◆ **TEXT BLOCK**
Now that cycle is breaking down. Fashion trends are accelerating, new clothes are becoming as cheap as used ones, and poor countries are turning their backs on the second-hand trade. Without significant changes in the way that clothes are made and marketed, this could add up to an environmental disaster in the making.

Nobody is more alert to this shift than the roughly 200 businesses devoted to recycling clothes into yarn and blankets in Panipat, India. Located 55 miles north of Delhi, the dusty city of 450,000 has served as the world’s largest recycler of woollen garments for at least two decades, becoming a crucial outlet for the $US4 billion ($5 billion) used-clothing trade.

Panipat’s mills specialise in a cloth known as shoddy, which is made from low-quality yarn recycled from woollen garments. Much of what they produce is used to make cheap blankets for disaster-relief operations. It’s been a good business: At its peak in the early 2010s, Panipat’s shoddy manufacturers could make 100,000 blankets a day, accounting for 90 per cent of the relief-blanket market.

In the early 2000s, though, cash-flush Chinese manufacturers began using modern mills that could produce many times more blankets per day than Panipat’s, and in a wider variety of colours.

Ramesh Goyal, the general manager of Ramesh Woollen Mills, told me that Chinese manufacturing has become so efficient that a new polar fleece blanket costs a mere $US2.50 retail — compared to $US2.00 for a recycled blanket. This has made China the preferred manufacturer of relief blankets worldwide, costing Panipat most of its export market.

So Panipat is changing. Five years ago, nobody in town made new fleece blankets. Today, about 50 mills do. Ramesh Woollen Mills added a Chinese-built line in 2016, and thereby boosted its production from 7,000 kilograms a day to 12,000, two-thirds of which is polar fleece. Consumers appreciate the quality, variety and fast production times.

◆ **SET TASK**
Extend the piece on Panipat's woollen recycling mills, picking up right after its final sentence and keeping its reporting voice.

◆ **COLLECTED MATERIAL**
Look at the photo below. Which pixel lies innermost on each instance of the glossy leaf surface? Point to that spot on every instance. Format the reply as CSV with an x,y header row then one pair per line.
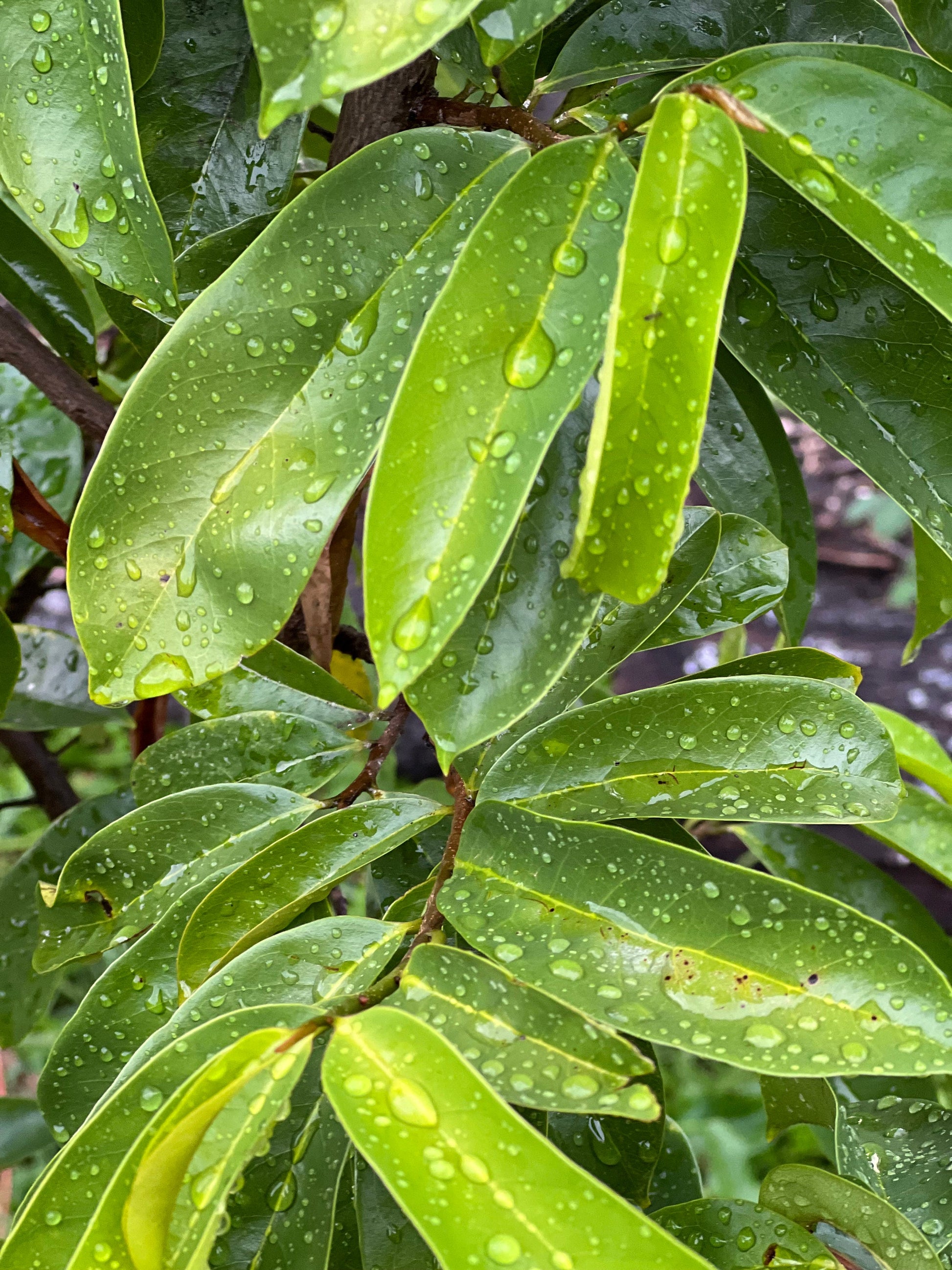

◆ **ANSWER TO THIS TASK**
But what’s good for Panipat and its customers is bad news for donors and the environment. Even if Panipat were producing shoddy at its peak, it probably couldn’t manage the growing flood of used clothing entering the market in search of a second life.

Between 2000 and 2015, global clothing production doubled, while the average number of times that a garment was worn before disposal declined by 36 per cent. In China, it declined by 70 per cent. Fast fashion fiasco

The rise of “fast fashion” is thus creating a bleak scenario: The tide of second-hand clothes keeps growing even as the markets to reuse them are disappearing. From an environmental standpoint, that’s a big problem. Already, the apparel industry accounts for 10 per cent of global carbon emissions; as recycling markets break down, its contribution could soar.

The good news is that nobody has a bigger incentive to address this problem than the industry itself. By raising temperatures and intensifying droughts, climate change could substantially reduce cotton yields and thus make garment production less predictable and far more expensive. Industry executives are clearly concerned.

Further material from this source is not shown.